— START MATERIAL FOR THIS TASK —
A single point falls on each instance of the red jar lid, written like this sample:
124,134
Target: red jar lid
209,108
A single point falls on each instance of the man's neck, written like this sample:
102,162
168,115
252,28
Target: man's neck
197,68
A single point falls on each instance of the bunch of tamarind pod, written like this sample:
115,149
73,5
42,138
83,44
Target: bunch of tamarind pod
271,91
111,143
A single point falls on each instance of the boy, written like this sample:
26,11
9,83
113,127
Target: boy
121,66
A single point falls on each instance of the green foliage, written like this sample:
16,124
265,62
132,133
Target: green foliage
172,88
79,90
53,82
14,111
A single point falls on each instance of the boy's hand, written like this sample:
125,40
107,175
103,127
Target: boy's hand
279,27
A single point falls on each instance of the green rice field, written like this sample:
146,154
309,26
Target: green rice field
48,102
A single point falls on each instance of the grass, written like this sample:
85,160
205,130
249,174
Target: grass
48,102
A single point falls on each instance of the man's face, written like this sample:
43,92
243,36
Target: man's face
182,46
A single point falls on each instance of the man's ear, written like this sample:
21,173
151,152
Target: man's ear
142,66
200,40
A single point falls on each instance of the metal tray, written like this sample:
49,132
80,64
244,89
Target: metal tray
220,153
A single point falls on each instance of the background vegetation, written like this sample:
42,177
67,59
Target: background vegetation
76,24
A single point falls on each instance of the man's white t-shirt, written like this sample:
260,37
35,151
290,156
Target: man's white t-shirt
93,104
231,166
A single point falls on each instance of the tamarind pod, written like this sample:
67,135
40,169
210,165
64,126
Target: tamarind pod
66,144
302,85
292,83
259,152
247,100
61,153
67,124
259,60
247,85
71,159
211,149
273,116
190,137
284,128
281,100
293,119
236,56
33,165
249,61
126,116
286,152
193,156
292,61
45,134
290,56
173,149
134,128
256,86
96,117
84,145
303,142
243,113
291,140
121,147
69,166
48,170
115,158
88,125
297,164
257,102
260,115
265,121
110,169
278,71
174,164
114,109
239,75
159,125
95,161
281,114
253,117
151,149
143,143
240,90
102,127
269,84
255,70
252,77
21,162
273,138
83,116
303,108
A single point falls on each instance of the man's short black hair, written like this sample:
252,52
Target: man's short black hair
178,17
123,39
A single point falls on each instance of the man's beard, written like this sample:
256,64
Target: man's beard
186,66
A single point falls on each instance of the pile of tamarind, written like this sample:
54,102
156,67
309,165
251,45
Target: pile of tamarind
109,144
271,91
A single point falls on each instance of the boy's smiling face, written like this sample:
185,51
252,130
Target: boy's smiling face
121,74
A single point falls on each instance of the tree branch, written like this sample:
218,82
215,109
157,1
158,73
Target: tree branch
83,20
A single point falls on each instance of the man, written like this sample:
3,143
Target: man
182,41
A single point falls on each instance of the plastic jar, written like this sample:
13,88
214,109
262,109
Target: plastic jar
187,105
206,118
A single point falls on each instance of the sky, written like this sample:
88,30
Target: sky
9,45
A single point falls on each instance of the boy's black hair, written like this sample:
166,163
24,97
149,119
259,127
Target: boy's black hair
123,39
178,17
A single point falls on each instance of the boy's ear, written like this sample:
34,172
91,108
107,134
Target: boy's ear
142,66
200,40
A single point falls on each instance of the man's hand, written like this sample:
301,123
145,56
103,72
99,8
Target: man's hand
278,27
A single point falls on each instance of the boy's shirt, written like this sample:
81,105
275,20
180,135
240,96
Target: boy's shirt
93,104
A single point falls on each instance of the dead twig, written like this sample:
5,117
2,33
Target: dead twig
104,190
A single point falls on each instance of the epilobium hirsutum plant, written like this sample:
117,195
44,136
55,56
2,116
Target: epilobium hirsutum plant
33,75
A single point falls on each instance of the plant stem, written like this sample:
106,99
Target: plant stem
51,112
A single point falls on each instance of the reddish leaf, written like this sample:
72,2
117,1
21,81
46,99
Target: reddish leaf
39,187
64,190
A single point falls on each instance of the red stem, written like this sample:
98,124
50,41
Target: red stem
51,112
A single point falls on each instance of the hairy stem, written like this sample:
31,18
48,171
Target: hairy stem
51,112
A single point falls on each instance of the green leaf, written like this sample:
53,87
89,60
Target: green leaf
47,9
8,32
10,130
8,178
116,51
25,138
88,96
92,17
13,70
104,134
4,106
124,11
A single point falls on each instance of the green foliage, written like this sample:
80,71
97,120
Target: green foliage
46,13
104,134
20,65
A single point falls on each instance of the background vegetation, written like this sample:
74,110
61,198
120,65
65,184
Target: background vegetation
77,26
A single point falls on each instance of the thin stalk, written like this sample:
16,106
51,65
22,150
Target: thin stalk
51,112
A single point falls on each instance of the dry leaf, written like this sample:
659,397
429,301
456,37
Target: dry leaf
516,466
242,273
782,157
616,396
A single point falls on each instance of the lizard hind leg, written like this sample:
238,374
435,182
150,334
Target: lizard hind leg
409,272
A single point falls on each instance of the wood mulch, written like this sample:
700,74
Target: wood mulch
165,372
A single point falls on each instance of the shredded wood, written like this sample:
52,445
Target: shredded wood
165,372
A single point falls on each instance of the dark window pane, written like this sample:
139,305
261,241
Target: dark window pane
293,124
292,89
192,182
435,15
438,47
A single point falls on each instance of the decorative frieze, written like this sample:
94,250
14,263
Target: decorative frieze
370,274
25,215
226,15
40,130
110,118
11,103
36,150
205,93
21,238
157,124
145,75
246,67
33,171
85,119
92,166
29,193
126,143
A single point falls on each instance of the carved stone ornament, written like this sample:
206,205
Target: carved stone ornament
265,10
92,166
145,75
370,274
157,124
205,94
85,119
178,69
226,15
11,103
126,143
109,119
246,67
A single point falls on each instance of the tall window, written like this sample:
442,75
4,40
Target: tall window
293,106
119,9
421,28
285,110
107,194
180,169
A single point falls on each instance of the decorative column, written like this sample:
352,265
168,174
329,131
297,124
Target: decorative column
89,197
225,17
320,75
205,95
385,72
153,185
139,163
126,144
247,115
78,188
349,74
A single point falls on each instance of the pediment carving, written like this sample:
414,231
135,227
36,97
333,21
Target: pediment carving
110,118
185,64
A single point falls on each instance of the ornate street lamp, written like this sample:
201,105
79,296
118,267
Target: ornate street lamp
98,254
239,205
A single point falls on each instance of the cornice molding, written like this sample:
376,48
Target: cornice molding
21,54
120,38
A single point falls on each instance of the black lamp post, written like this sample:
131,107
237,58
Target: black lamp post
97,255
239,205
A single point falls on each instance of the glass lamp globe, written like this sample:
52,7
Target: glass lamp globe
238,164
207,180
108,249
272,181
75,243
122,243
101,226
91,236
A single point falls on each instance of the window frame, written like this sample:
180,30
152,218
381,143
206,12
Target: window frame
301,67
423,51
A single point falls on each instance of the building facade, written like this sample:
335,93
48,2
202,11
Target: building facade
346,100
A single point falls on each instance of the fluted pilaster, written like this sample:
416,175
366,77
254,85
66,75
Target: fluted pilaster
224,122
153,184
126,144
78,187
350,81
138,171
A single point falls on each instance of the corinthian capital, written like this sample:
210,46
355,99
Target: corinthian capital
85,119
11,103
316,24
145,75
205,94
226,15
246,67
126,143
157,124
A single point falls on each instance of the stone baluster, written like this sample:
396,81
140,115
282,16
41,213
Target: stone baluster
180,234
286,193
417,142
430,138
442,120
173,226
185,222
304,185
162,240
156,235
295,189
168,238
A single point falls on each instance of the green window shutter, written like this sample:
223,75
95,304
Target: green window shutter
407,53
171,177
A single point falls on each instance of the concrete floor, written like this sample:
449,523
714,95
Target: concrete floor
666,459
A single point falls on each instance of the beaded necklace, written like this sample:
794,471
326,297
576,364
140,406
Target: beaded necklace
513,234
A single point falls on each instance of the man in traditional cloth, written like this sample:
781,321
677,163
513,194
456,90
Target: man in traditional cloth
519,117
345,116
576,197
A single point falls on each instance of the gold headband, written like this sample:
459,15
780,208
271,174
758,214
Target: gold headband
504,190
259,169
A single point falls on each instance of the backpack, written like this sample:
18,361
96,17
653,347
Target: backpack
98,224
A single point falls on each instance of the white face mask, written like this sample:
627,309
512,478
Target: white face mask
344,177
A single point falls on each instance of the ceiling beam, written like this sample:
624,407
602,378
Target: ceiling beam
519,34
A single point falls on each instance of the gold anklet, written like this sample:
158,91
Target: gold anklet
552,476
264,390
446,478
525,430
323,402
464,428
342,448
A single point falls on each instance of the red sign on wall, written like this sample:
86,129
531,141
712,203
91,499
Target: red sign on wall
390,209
— END MATERIAL FOR THIS TASK —
Edit the part of the records that opens with the line containing "A single point falls on each instance of the red sign" and runs through the end of the records, changing "wall" to "fence" and leaving everything else unchanged.

# RESPONSE FOR THIS EXERCISE
A single point falls on each instance of the red sign on fence, written like this sample:
86,129
531,141
712,203
91,499
Target: red sign on fence
390,209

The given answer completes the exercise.